Could you rewrite the listing below, requests included, with every path coordinate in the answers scaled by 1.3 and rounded to whole numbers, halves rounding up? Omit the pictures.

(Source data)
==================================================
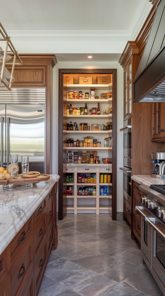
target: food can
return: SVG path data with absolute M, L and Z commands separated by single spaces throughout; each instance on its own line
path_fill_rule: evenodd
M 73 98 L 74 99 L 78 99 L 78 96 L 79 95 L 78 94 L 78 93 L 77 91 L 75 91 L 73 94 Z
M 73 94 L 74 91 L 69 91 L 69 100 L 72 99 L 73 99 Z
==================================================
**SOLUTION**
target: food can
return: SVG path data with absolute M, L and Z commands separated by single spaces throughout; each instance on its own line
path_fill_rule: evenodd
M 95 127 L 96 129 L 101 129 L 101 125 L 103 124 L 101 122 L 101 121 L 100 118 L 98 118 L 95 122 Z
M 95 122 L 96 118 L 90 118 L 90 130 L 94 129 L 95 129 Z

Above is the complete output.